(Stored items from a collection)
____________________

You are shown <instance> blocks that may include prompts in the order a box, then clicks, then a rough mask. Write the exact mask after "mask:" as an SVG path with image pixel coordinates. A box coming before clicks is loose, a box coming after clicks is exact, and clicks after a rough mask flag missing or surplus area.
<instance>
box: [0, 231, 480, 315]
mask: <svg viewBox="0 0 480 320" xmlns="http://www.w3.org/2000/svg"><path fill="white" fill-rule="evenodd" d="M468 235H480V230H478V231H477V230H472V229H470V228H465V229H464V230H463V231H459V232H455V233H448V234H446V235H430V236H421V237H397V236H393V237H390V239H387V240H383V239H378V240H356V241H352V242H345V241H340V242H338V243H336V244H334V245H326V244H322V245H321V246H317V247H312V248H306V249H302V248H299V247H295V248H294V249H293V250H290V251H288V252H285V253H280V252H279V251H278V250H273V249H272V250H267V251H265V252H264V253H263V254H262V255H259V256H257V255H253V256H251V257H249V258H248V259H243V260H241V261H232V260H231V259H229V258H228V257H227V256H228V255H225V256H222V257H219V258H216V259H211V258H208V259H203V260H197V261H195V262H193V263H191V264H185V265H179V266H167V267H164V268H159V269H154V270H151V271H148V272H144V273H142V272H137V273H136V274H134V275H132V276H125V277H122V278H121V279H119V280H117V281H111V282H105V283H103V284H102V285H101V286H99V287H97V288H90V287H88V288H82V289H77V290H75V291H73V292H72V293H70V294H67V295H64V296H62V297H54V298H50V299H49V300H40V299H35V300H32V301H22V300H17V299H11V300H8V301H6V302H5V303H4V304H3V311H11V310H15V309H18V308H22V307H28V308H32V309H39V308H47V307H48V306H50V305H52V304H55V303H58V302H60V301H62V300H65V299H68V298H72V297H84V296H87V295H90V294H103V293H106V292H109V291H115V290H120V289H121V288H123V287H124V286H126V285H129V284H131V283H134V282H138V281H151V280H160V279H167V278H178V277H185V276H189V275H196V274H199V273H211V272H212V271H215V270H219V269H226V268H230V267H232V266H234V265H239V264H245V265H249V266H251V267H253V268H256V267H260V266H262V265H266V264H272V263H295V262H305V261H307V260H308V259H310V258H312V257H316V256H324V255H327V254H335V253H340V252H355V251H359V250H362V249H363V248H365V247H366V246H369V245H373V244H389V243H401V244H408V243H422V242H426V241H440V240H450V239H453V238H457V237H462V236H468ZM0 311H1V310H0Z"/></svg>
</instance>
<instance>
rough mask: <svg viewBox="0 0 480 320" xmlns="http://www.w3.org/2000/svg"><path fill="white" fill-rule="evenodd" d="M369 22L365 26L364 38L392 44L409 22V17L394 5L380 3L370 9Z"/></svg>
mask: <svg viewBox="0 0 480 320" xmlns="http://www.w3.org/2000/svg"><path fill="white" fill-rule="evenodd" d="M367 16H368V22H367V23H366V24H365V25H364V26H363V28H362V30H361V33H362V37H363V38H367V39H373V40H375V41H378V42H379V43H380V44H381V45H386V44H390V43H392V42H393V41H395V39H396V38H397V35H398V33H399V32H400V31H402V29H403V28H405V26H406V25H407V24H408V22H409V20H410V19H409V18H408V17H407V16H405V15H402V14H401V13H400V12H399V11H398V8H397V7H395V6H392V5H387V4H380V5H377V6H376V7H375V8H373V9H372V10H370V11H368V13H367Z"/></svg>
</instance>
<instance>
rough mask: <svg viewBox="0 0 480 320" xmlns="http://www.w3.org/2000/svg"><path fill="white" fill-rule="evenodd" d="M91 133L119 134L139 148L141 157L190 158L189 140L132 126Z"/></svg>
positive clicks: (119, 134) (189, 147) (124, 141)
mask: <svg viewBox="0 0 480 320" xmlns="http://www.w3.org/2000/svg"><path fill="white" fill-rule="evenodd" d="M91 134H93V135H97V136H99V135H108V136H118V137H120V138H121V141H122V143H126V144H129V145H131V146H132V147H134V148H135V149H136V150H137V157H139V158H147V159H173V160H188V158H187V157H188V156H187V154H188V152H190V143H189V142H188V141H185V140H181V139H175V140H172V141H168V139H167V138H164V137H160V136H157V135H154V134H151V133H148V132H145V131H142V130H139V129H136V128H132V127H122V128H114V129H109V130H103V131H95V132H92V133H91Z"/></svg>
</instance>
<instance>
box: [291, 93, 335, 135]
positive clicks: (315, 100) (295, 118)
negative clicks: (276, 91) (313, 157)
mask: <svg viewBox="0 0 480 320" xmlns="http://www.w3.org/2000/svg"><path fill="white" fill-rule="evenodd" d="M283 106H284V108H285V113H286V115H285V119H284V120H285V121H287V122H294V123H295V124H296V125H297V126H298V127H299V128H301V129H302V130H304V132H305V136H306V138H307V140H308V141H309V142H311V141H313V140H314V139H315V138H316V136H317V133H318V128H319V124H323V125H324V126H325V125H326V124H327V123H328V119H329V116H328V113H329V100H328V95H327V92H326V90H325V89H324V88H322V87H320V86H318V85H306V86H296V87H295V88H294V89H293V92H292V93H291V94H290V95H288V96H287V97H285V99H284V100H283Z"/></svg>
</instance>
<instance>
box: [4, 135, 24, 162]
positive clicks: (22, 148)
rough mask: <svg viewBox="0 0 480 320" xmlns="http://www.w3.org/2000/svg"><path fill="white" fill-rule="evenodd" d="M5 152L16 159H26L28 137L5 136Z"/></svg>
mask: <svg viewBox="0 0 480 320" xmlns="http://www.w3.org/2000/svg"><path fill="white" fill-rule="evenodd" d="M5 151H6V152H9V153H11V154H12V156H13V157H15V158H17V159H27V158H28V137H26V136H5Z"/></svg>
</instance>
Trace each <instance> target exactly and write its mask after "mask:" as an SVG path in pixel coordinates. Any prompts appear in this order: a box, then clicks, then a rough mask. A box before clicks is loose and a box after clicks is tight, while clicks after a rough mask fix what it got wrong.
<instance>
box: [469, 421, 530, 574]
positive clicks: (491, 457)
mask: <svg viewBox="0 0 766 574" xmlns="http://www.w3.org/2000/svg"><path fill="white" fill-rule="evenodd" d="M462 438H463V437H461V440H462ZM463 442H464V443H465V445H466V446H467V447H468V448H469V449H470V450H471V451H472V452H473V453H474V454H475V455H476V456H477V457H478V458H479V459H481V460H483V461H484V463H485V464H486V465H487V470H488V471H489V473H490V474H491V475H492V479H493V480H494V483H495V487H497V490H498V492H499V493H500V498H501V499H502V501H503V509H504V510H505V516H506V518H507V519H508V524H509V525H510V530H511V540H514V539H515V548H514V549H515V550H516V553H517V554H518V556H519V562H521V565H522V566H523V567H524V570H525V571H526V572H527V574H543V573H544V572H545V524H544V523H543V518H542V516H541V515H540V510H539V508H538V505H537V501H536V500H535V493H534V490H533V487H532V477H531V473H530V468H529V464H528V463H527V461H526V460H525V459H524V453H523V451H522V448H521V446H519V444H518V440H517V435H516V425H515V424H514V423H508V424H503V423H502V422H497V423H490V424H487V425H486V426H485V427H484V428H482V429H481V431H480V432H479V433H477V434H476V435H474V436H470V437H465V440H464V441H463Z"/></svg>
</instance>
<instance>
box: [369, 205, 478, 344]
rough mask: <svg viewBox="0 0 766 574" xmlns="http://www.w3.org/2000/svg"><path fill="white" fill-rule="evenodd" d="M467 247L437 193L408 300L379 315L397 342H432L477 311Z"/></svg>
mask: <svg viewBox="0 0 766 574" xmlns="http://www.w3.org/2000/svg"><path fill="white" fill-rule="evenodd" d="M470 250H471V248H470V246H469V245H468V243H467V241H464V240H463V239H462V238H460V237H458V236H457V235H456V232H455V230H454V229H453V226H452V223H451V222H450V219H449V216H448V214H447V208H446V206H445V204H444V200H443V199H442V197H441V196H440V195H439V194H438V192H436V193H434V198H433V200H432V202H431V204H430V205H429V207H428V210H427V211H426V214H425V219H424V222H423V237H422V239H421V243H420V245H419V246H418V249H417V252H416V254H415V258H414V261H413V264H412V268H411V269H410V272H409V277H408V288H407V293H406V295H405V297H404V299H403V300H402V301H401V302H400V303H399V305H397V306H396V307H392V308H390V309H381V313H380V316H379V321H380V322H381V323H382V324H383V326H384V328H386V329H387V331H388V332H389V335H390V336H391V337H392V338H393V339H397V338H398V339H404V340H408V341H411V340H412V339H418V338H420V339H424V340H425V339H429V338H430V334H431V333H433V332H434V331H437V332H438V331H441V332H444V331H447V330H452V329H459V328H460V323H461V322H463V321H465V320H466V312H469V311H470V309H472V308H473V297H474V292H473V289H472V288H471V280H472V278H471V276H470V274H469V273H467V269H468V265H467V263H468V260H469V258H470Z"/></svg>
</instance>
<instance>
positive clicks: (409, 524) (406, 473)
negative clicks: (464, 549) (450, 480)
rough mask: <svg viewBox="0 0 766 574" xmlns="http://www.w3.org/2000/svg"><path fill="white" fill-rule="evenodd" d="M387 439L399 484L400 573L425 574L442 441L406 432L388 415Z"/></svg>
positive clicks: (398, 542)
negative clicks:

____________________

#### Task objective
Which lines in the records above contain the string "positive", with case counting? Copy out every such line.

#### Solution to the problem
positive clicks: (119, 134) (189, 147) (124, 141)
positive clicks: (315, 100) (295, 118)
positive clicks: (22, 148)
positive clicks: (491, 457)
positive clicks: (409, 524) (406, 473)
positive clicks: (398, 542)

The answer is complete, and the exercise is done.